WHAT TO WORK ON >>
Below is a listing; reproduce each line of it exactly.

++++++++

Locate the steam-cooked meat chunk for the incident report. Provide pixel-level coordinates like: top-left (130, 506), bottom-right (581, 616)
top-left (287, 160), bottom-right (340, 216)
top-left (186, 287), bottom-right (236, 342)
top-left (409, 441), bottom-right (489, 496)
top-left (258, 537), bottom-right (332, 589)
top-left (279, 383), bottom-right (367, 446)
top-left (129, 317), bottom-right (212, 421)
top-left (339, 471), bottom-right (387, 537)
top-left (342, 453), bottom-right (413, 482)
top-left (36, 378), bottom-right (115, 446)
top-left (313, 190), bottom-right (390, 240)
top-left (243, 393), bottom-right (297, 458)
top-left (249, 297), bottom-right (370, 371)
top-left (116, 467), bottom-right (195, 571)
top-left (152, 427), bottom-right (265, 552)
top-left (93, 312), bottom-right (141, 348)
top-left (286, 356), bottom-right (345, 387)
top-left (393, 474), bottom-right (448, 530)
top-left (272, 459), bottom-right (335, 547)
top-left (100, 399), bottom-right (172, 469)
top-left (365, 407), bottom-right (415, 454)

++++++++

ANSWER FOR THIS EXERCISE >>
Locate the steam-cooked meat chunk for the incident report. Provide pixel-level coordinates like: top-left (130, 506), bottom-right (581, 616)
top-left (287, 160), bottom-right (340, 216)
top-left (186, 287), bottom-right (236, 342)
top-left (409, 441), bottom-right (489, 496)
top-left (258, 537), bottom-right (332, 589)
top-left (279, 383), bottom-right (367, 446)
top-left (129, 317), bottom-right (212, 421)
top-left (339, 471), bottom-right (387, 537)
top-left (342, 453), bottom-right (413, 482)
top-left (36, 378), bottom-right (115, 446)
top-left (313, 190), bottom-right (390, 240)
top-left (243, 393), bottom-right (297, 458)
top-left (249, 297), bottom-right (370, 371)
top-left (116, 467), bottom-right (195, 571)
top-left (152, 427), bottom-right (265, 552)
top-left (93, 312), bottom-right (141, 348)
top-left (286, 356), bottom-right (345, 387)
top-left (393, 474), bottom-right (448, 530)
top-left (272, 459), bottom-right (335, 547)
top-left (100, 399), bottom-right (172, 469)
top-left (365, 407), bottom-right (415, 454)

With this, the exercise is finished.